_Given exercise 1:_ Copy the part of the forum thread from "I LOVE IT!!!" up to and including "I believe that.", keeping every character unchanged.
[start Source text]
If he needs freedom on the court, he's at the wrong team. Rivers gives nobody any freedom.


----------



## Pain5155 (May 28, 2006)

He wont be as good as Foye when its all said and done.


----------



## Causeway (May 18, 2005)

Why.


----------



## #1AntoineWalkerFan (Mar 10, 2005)

omg telfair is wearing number 30...i hope thats not a bad sign of things to come


----------



## aquaitious (Jun 11, 2002)

Who's wearing 0? Powe or Rondo? 

Either way I wanna uke:


----------



## MiNCED (May 24, 2006)

Rondo has #9


----------



## Causeway (May 18, 2005)

New Video 

New Telfair video on youtube. This one is during a Knicks game in '05. It's cut so it only shows when he was running the offence. He simply understands being a PG. When you see him he knows what's going on and he's trying to get teammates involved. He is not like Marcus, he actually has legit playmaking skills. He also can get to the basket at will. Video also shows his three shot.


----------



## ScottyMcG (Nov 27, 2005)

I LOVE IT!!! Not that I'm content with this notion; but is it possible that this is Dan's big trade this off-season? Mr. Telfair may just be our ticket to the first, or HOLY SHUCKS???? 2nd round!!!??? I believe that.
[end Source text]
[start Source records]
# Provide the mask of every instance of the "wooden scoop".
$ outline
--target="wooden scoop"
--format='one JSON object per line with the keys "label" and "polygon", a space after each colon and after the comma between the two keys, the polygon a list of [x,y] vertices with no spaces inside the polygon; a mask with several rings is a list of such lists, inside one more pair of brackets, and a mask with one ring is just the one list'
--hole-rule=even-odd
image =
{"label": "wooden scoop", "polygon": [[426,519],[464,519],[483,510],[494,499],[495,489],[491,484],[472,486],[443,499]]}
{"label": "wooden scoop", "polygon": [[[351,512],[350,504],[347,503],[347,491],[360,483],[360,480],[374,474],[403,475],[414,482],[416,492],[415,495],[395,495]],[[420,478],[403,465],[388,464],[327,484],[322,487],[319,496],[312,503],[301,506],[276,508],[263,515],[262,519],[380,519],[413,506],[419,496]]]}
[end Source records]
[start Source records]
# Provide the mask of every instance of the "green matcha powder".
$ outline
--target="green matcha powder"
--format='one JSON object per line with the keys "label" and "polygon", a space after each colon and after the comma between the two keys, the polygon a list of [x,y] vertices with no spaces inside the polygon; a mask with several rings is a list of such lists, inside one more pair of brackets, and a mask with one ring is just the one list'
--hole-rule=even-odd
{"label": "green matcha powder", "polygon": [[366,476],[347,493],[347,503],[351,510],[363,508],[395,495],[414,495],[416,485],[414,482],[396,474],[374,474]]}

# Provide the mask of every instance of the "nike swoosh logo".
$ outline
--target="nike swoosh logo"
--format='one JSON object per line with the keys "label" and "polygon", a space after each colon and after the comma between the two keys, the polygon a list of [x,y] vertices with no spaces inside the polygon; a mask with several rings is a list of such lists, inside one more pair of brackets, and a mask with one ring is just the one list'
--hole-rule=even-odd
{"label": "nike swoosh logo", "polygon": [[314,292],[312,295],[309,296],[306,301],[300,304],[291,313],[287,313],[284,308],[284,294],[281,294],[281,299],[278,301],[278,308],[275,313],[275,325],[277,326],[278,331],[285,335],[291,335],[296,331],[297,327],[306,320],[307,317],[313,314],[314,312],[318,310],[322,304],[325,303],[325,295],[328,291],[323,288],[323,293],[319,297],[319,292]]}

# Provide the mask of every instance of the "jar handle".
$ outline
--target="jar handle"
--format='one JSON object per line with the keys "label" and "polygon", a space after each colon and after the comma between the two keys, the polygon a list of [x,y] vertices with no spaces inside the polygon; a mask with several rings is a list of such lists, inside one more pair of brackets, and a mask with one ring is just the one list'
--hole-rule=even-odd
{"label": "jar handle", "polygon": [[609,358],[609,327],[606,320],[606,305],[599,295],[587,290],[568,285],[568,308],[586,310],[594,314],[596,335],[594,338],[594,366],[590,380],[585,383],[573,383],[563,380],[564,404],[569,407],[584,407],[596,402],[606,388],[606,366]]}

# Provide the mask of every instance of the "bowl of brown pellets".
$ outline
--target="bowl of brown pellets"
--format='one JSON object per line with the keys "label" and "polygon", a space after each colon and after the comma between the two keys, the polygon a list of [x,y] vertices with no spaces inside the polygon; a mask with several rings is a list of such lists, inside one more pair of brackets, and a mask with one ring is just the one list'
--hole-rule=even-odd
[end Source records]
[start Source records]
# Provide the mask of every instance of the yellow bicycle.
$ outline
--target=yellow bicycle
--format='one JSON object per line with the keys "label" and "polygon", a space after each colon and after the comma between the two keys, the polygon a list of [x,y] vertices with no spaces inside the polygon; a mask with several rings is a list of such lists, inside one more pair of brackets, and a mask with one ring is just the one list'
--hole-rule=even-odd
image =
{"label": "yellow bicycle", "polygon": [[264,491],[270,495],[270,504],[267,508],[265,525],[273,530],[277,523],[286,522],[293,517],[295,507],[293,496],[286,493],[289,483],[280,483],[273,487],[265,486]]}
[end Source records]
_Given exercise 2:_ How many lines of the entries contain the string "yellow"? Case counts; reply with only the number.

_Task result 1:_
I LOVE IT!!! Not that I'm content with this notion; but is it possible that this is Dan's big trade this off-season? Mr. Telfair may just be our ticket to the first, or HOLY SHUCKS???? 2nd round!!!??? I believe that.

_Task result 2:_ 3